[[ Entries shown, beginning ]]

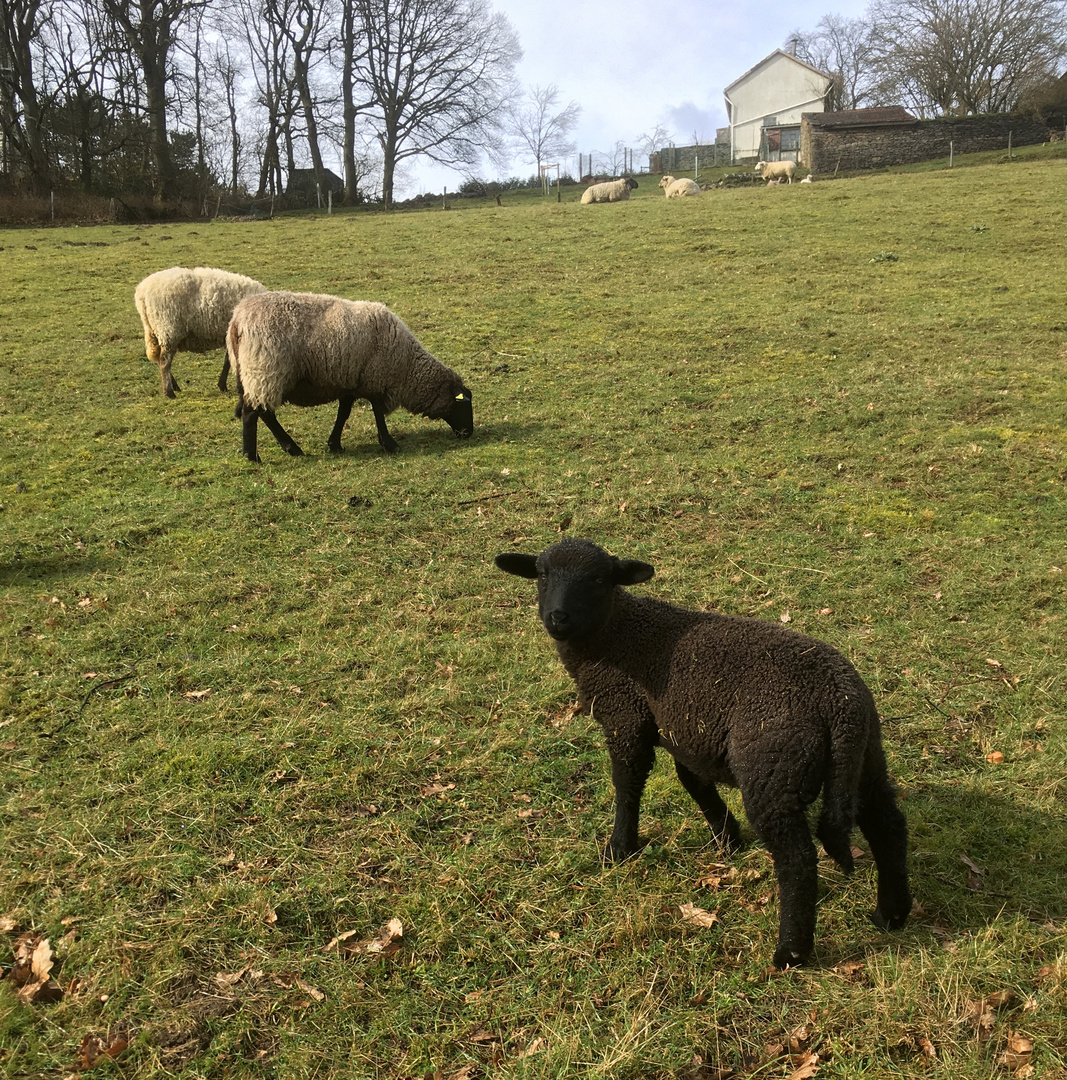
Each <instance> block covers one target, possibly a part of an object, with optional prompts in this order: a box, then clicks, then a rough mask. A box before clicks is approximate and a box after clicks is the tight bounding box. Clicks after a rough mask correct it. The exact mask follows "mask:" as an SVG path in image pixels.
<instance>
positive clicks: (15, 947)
mask: <svg viewBox="0 0 1067 1080" xmlns="http://www.w3.org/2000/svg"><path fill="white" fill-rule="evenodd" d="M54 963H55V960H54V959H53V957H52V946H51V945H50V944H49V940H48V937H40V936H39V935H38V934H23V936H22V937H19V939H18V940H17V941H16V942H15V960H14V963H13V964H12V967H11V971H10V972H9V977H10V978H11V981H12V982H13V983H14V984H15V985H16V986H17V987H18V1000H19V1001H22V1002H24V1003H25V1004H29V1003H30V1002H31V1001H36V1002H39V1003H41V1004H46V1003H49V1002H52V1001H58V1000H59V999H60V998H62V997H63V989H62V987H60V986H59V984H58V983H57V982H56V981H55V980H54V978H52V967H53V964H54Z"/></svg>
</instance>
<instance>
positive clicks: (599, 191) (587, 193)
mask: <svg viewBox="0 0 1067 1080" xmlns="http://www.w3.org/2000/svg"><path fill="white" fill-rule="evenodd" d="M636 187H637V181H636V180H635V179H634V178H633V177H632V176H624V177H623V178H622V179H621V180H608V181H606V183H605V184H594V185H593V186H592V187H591V188H586V189H585V190H584V191H583V192H582V202H583V203H590V202H625V201H626V200H627V199H629V198H630V192H631V189H633V188H636Z"/></svg>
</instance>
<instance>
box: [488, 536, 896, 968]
mask: <svg viewBox="0 0 1067 1080" xmlns="http://www.w3.org/2000/svg"><path fill="white" fill-rule="evenodd" d="M496 564H497V566H498V567H499V568H500V569H502V570H505V571H507V572H508V573H515V575H518V576H519V577H523V578H536V579H537V592H538V608H539V612H540V617H541V621H542V623H543V624H544V629H545V630H546V631H548V632H549V635H550V636H551V637H552V638H553V639H554V640H555V643H556V649H557V651H558V653H559V659H560V660H562V661H563V664H564V666H565V667H566V669H567V671H568V672H569V673H570V675H571V677H572V678H573V679H575V681H576V683H577V684H578V693H579V699H580V701H581V702H582V704H583V705H584V706H585V707H586V708H589V710H590V711H591V712H592V714H593V716H594V717H595V718H596V720H597V721H598V723H599V725H600V727H602V728H603V729H604V732H605V734H606V735H607V743H608V753H609V755H610V758H611V780H612V782H613V784H614V788H616V819H614V829H613V831H612V833H611V839H610V840H609V841H608V846H607V851H606V854H607V855H608V858H610V859H611V860H620V859H625V858H626V856H629V855H632V854H633V853H634V852H635V851H637V850H638V847H639V841H638V834H637V819H638V810H639V807H640V797H641V793H643V791H644V787H645V781H646V779H647V778H648V774H649V771H650V770H651V768H652V760H653V757H654V752H656V747H657V746H662V747H663V748H664V750H665V751H667V753H670V754H671V755H672V756H673V757H674V764H675V769H676V770H677V774H678V779H679V780H680V781H681V785H683V786H684V787H685V788H686V791H687V792H688V793H689V794H690V795H691V796H692V797H693V799H695V801H697V805H698V806H699V807H700V809H701V810H702V811H703V813H704V816H705V819H706V820H707V823H708V825H710V826H711V829H712V834H713V836H714V837H715V839H716V840H717V841H719V842H720V843H722V845H725V846H726V847H728V848H732V847H735V846H737V845H738V843H739V842H740V838H741V833H740V829H739V827H738V822H737V820H735V819H734V816H733V814H731V813H730V811H729V810H728V809H727V807H726V804H725V802H724V801H722V799H721V797H720V796H719V794H718V792H717V791H716V786H715V785H716V784H719V783H724V784H730V785H732V786H735V787H739V788H740V789H741V795H742V798H743V800H744V807H745V813H746V814H747V816H748V821H749V822H751V824H752V826H753V828H754V829H755V831H756V833H757V835H758V836H759V838H760V839H761V840H762V841H764V843H765V845H766V846H767V848H768V849H769V851H770V853H771V855H772V858H773V860H774V870H775V874H776V876H778V881H779V906H780V912H779V919H780V927H779V943H778V948H776V949H775V950H774V964H775V967H778V968H786V967H795V966H796V964H799V963H802V962H803V961H806V960H807V959H808V957H809V955H810V953H811V949H812V945H813V941H814V929H815V896H816V891H818V872H816V854H815V847H814V843H813V842H812V839H811V833H810V831H809V827H808V823H807V820H806V816H805V808H806V807H808V806H809V805H810V804H811V802H813V801H814V800H815V799H816V798H818V796H819V793H820V789H822V795H823V801H822V813H821V815H820V818H819V825H818V828H816V834H818V836H819V839H820V840H822V842H823V846H824V848H825V849H826V851H827V853H828V854H829V855H830V856H832V858H833V859H834V860H835V861H836V862H837V863H838V865H839V866H840V867H841V868H842V869H843V870H846V872H850V870H851V869H852V850H851V846H850V841H849V834H850V832H851V829H852V827H853V825H854V824H859V825H860V828H861V829H863V833H864V836H866V838H867V842H868V845H869V847H870V852H872V854H873V855H874V859H875V863H876V864H877V866H878V906H877V908H876V909H875V913H874V920H875V923H876V924H877V926H878V927H880V928H882V929H895V928H897V927H901V926H903V924H904V922H905V920H906V919H907V916H908V912H909V910H910V908H911V894H910V892H909V891H908V883H907V869H906V849H907V825H906V823H905V821H904V815H903V814H902V813H901V811H900V809H899V808H897V806H896V800H895V796H894V794H893V787H892V784H891V783H890V780H889V777H888V775H887V771H886V757H884V754H883V753H882V747H881V733H880V728H879V723H878V713H877V711H876V710H875V703H874V700H873V699H872V696H870V691H869V690H868V689H867V687H866V686H865V685H864V683H863V680H862V679H861V678H860V676H859V674H856V671H855V669H854V667H853V666H852V665H851V664H850V663H849V662H848V660H846V659H845V657H842V656H841V654H840V653H839V652H837V651H836V650H835V649H833V648H830V647H829V646H828V645H826V644H824V643H823V642H818V640H814V639H813V638H810V637H805V636H803V635H801V634H797V633H795V632H793V631H791V630H787V629H786V627H784V626H782V625H781V624H780V623H774V622H766V621H761V620H756V619H741V618H734V617H730V616H722V615H716V613H713V612H701V611H689V610H685V609H683V608H677V607H673V606H671V605H670V604H665V603H663V602H661V600H656V599H649V598H647V597H636V596H633V595H632V594H631V593H629V592H626V591H625V590H624V589H623V588H621V586H623V585H633V584H637V583H638V582H641V581H647V580H648V579H649V578H650V577H651V576H652V572H653V571H652V567H651V566H650V565H649V564H648V563H640V562H637V561H635V559H619V558H614V557H612V556H611V555H609V554H608V553H607V552H606V551H604V550H603V549H600V548H598V546H596V544H593V543H590V542H589V541H587V540H572V539H566V540H562V541H559V543H556V544H553V545H552V546H551V548H549V549H546V550H545V551H543V552H541V554H540V555H522V554H515V553H505V554H501V555H498V556H497V558H496Z"/></svg>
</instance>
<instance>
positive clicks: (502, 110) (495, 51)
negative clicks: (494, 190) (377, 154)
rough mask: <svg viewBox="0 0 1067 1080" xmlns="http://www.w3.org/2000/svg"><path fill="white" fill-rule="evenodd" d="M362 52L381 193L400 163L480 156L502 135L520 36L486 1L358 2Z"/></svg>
mask: <svg viewBox="0 0 1067 1080" xmlns="http://www.w3.org/2000/svg"><path fill="white" fill-rule="evenodd" d="M352 2H353V6H354V13H355V18H356V19H357V21H359V31H360V35H361V36H362V38H363V40H364V42H365V46H366V48H365V51H364V53H363V55H362V56H360V57H359V59H357V60H356V62H355V65H354V69H355V80H356V82H357V83H359V84H360V85H361V86H362V94H363V96H364V97H365V98H366V99H367V102H368V103H369V104H368V107H367V116H368V119H369V121H370V123H372V124H373V125H374V130H375V134H376V136H377V138H378V141H379V144H380V145H381V152H382V181H381V189H382V200H383V202H384V204H386V206H387V207H390V206H392V203H393V181H394V177H395V173H396V165H397V163H399V162H401V161H403V160H405V159H407V158H410V157H414V156H416V154H424V156H426V157H428V158H431V159H432V160H433V161H437V162H441V163H443V164H449V165H451V164H457V163H465V164H470V163H473V162H474V161H476V160H477V159H478V157H480V156H481V153H482V151H483V150H484V149H485V148H486V147H487V146H489V145H491V144H492V141H494V140H495V138H496V137H497V135H498V133H499V131H500V127H501V124H502V120H503V114H504V110H505V109H507V107H508V102H509V98H510V95H511V93H512V91H513V85H512V80H513V71H514V67H515V64H517V63H518V59H519V58H521V56H522V50H521V49H519V46H518V40H517V39H516V37H515V32H514V30H512V28H511V24H509V22H508V19H507V18H504V16H503V15H494V14H490V12H489V9H488V6H487V5H486V3H485V0H352Z"/></svg>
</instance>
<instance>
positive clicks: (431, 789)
mask: <svg viewBox="0 0 1067 1080" xmlns="http://www.w3.org/2000/svg"><path fill="white" fill-rule="evenodd" d="M455 786H456V785H455V784H436V783H435V784H424V785H423V786H422V787H420V788H419V794H420V795H423V796H430V795H441V794H443V793H444V792H450V791H453V788H454V787H455Z"/></svg>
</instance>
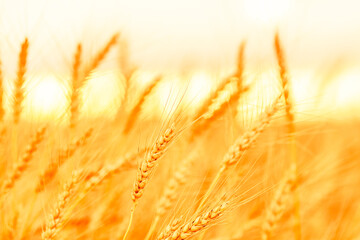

[[ Entries shown, end ]]

* [What you will do]:
Please output the part of the listing that runs from its start through the line containing "box: [488, 536, 896, 968]", both ends included, as a numbered list without blank lines. Leave the pictures out.

* [Final answer]:
1. Each <instance> block covers one target, possibly a part of an object, with optional prompts in this order: a box, then clicks, then a rough mask. A box before clicks is approximate and a box after clicks is the tight bounding box. Clicks after a rough mask correct it. The exact mask follows "mask:" as an SVG path in image pixels.
2. <instance>
3. positive clicks: (15, 947)
4. mask: <svg viewBox="0 0 1067 1080" xmlns="http://www.w3.org/2000/svg"><path fill="white" fill-rule="evenodd" d="M54 963H55V960H54V959H53V957H52V946H51V945H50V944H49V940H48V937H40V936H39V935H38V934H23V936H22V937H19V939H18V940H17V941H16V942H15V960H14V963H13V964H12V967H11V971H10V972H9V977H10V978H11V981H12V982H13V983H14V984H15V985H16V986H17V987H18V1000H19V1001H22V1002H24V1003H25V1004H29V1003H30V1002H31V1001H36V1002H39V1003H41V1004H46V1003H49V1002H52V1001H58V1000H59V999H60V998H62V997H63V989H62V987H60V986H59V984H58V983H57V982H56V981H55V980H54V978H52V967H53V964H54Z"/></svg>
5. </instance>
6. <instance>
7. positive clicks: (599, 191) (587, 193)
8. mask: <svg viewBox="0 0 1067 1080" xmlns="http://www.w3.org/2000/svg"><path fill="white" fill-rule="evenodd" d="M636 187H637V181H636V180H635V179H634V178H633V177H632V176H624V177H623V178H622V179H621V180H608V181H606V183H605V184H594V185H593V186H592V187H591V188H586V189H585V190H584V191H583V192H582V202H583V203H590V202H625V201H626V200H627V199H629V198H630V192H631V189H633V188H636Z"/></svg>
9. </instance>
10. <instance>
11. box: [488, 536, 896, 968]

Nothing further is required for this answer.